**Given task:** Give everything from the start of the records down to the line containing "M 48 30 L 23" as a Markdown table with the columns Row and Line, numbering each row and omitting blank lines.

========================

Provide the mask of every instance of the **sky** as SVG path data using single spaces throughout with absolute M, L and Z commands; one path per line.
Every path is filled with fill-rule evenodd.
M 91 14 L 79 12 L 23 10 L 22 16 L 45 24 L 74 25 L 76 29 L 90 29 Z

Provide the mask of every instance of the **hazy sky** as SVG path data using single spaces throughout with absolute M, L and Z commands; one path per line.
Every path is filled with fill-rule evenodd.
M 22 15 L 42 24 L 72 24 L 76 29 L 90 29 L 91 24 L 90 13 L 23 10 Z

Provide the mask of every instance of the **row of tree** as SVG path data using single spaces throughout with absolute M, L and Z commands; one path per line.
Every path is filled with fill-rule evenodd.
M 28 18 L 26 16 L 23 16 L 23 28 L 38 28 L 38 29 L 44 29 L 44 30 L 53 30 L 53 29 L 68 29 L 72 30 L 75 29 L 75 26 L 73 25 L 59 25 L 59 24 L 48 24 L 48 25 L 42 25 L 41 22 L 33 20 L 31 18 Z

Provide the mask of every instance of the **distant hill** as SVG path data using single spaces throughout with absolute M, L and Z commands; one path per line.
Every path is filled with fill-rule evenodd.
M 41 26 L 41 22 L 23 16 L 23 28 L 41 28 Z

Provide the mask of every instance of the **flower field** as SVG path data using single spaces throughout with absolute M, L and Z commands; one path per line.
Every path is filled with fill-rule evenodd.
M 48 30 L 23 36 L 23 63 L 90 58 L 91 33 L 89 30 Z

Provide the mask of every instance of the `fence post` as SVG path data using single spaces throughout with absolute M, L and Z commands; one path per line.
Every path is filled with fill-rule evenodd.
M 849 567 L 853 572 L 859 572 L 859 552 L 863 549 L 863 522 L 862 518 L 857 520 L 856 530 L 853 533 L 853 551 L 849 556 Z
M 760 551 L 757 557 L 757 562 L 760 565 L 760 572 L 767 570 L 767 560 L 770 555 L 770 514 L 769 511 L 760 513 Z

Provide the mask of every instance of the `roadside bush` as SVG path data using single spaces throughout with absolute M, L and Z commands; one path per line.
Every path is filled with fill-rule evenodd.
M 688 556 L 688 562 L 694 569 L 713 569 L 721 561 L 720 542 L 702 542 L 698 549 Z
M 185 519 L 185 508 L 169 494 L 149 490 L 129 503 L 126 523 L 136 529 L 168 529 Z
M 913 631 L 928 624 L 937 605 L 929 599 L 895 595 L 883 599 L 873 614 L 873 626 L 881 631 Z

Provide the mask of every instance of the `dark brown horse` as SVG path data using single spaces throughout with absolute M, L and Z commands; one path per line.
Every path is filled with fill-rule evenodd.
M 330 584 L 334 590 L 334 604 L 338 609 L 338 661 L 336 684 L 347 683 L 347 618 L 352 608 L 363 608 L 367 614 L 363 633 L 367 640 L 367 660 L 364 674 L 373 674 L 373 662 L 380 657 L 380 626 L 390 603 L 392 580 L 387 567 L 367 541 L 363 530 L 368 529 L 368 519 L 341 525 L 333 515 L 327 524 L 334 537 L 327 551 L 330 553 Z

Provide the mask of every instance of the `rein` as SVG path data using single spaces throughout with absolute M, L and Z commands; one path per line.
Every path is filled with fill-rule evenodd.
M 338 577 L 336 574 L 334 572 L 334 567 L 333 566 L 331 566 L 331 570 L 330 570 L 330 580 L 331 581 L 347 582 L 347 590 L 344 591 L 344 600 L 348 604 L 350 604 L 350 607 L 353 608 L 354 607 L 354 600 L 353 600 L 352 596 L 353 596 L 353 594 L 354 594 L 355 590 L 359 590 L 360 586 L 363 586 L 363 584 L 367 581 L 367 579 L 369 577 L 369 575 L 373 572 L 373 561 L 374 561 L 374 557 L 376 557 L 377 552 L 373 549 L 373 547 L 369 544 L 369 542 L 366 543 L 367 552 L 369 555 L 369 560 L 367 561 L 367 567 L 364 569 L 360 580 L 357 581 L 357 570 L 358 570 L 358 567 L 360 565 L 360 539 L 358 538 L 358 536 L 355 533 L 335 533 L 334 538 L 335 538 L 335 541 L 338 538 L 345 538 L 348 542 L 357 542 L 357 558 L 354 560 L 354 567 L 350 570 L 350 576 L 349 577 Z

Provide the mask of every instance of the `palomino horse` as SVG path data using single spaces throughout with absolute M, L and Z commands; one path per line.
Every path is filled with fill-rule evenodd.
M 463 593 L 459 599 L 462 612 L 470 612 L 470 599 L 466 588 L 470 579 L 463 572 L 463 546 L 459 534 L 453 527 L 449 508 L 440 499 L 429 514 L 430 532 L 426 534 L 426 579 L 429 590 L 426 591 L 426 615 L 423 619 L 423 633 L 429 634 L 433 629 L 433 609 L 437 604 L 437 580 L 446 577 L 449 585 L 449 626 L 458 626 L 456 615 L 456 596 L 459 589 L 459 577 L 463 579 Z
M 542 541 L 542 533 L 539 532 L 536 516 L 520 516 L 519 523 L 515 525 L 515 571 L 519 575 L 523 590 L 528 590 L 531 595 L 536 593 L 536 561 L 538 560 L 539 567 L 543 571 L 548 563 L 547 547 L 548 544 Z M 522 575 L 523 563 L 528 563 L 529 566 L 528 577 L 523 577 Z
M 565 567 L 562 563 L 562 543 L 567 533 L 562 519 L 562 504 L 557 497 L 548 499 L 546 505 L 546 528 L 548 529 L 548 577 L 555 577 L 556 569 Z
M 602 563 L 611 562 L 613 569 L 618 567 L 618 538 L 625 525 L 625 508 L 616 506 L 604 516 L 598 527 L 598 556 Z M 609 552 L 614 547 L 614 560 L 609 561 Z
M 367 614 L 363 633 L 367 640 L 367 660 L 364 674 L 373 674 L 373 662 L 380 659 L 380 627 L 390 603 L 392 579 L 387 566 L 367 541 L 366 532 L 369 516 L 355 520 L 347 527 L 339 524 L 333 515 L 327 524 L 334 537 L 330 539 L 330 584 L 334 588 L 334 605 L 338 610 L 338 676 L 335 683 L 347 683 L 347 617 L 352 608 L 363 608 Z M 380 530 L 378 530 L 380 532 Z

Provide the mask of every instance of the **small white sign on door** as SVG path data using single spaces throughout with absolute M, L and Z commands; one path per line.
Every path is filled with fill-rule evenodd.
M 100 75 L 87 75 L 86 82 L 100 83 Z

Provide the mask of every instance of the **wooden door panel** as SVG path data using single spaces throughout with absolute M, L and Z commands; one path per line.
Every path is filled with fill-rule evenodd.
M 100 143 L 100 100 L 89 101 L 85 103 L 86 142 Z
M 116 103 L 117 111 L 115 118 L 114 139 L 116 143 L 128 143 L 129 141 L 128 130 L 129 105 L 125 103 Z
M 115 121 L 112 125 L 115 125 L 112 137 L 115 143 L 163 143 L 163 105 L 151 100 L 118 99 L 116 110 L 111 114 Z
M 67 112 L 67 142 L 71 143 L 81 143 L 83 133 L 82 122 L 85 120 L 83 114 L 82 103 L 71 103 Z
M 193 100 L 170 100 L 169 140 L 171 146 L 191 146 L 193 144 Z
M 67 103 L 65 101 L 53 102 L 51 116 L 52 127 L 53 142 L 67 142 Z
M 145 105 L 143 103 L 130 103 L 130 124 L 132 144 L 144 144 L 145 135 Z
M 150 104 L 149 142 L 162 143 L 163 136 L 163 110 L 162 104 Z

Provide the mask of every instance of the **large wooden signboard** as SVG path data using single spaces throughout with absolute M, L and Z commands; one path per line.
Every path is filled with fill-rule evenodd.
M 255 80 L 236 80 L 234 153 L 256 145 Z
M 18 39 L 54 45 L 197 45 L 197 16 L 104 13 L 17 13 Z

========================

**Final answer:**
| Row | Line |
|---|---|
| 1 | Provide the mask of every instance of the **sky** as SVG path data using single spaces throughout with absolute M, L and Z commands; one path per line. |
| 2 | Every path is filled with fill-rule evenodd. |
| 3 | M 91 14 L 79 12 L 23 10 L 22 16 L 45 24 L 74 25 L 76 29 L 90 29 Z |
| 4 | Provide the mask of every instance of the **hazy sky** as SVG path data using single spaces throughout with absolute M, L and Z commands; one path per line. |
| 5 | Every path is filled with fill-rule evenodd. |
| 6 | M 22 15 L 42 24 L 72 24 L 76 29 L 90 29 L 91 24 L 90 13 L 23 10 Z |
| 7 | Provide the mask of every instance of the **row of tree** as SVG path data using single spaces throughout with absolute M, L and Z commands; one path per line. |
| 8 | Every path is filled with fill-rule evenodd. |
| 9 | M 28 18 L 26 16 L 23 16 L 23 28 L 38 28 L 38 29 L 44 29 L 44 30 L 53 30 L 53 29 L 68 29 L 72 30 L 75 29 L 75 26 L 73 25 L 59 25 L 59 24 L 48 24 L 48 25 L 42 25 L 41 22 L 33 20 L 31 18 Z |
| 10 | Provide the mask of every instance of the **distant hill** as SVG path data using single spaces throughout with absolute M, L and Z commands; one path per line. |
| 11 | Every path is filled with fill-rule evenodd. |
| 12 | M 41 26 L 41 22 L 23 16 L 23 28 L 41 28 Z |
| 13 | Provide the mask of every instance of the **flower field** as SVG path data using single spaces throughout with absolute M, L and Z commands; one path per line. |
| 14 | Every path is filled with fill-rule evenodd. |
| 15 | M 48 30 L 23 36 L 23 63 L 90 58 L 91 33 L 89 30 Z |